LoopVectorization.jl
LoopVectorization.jl copied to clipboard
Cannot vectorize a loop with inner hidden loop (findfirst)
I have a simple algorithm that I want to vectorize. Works with @simd but for @avx throws an error that x is not defined.
function check_simd(regex_list, input)
input_len=length(input)
icon_indices = Vector{Int64}(undef, input_len)
@avx for j=1:input_len
icon_indices[j] = findfirst(x-> match(x, input[j]) !== nothing, regex_list)
end
return icon_indices
end
MWE here: https://gist.github.com/aminya/4b6e6db1147e63727cffc781633a8e0b
A few problems:
- [ ] No handling of anonymous functions (ie,
x -> match(x, input[j])). - [ ] No SIMD implementation of
findfirst, ormatch, especially for strings and regexes. - [ ] No SIMD string support.
I haven't seen ExprTools before, but it may be worth taking a look at more generally.

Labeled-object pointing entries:
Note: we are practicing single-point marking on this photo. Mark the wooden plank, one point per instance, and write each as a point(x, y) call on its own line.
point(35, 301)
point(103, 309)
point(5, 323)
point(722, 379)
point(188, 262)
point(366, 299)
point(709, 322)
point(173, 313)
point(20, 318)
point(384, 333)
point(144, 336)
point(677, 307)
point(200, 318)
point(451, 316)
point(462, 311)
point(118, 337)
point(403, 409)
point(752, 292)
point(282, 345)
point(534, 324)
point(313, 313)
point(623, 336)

*Things to do*
1 - According to the forum thread, what error does @avx throw on the poster's loop?
2 - Copy every one of the labeled-object pointing entries word for word, keeping each line as it appears.
The forum thread and the labeled-object pointing entries are unrelated pieces of material.

*Responses for each task*
1 - It throws an error that x is not defined.

2 -
Note: we are practicing single-point marking on this photo. Mark the wooden plank, one point per instance, and write each as a point(x, y) call on its own line.
point(35, 301)
point(103, 309)
point(5, 323)
point(722, 379)
point(188, 262)
point(366, 299)
point(709, 322)
point(173, 313)
point(20, 318)
point(384, 333)
point(144, 336)
point(677, 307)
point(200, 318)
point(451, 316)
point(462, 311)
point(118, 337)
point(403, 409)
point(752, 292)
point(282, 345)
point(534, 324)
point(313, 313)
point(623, 336)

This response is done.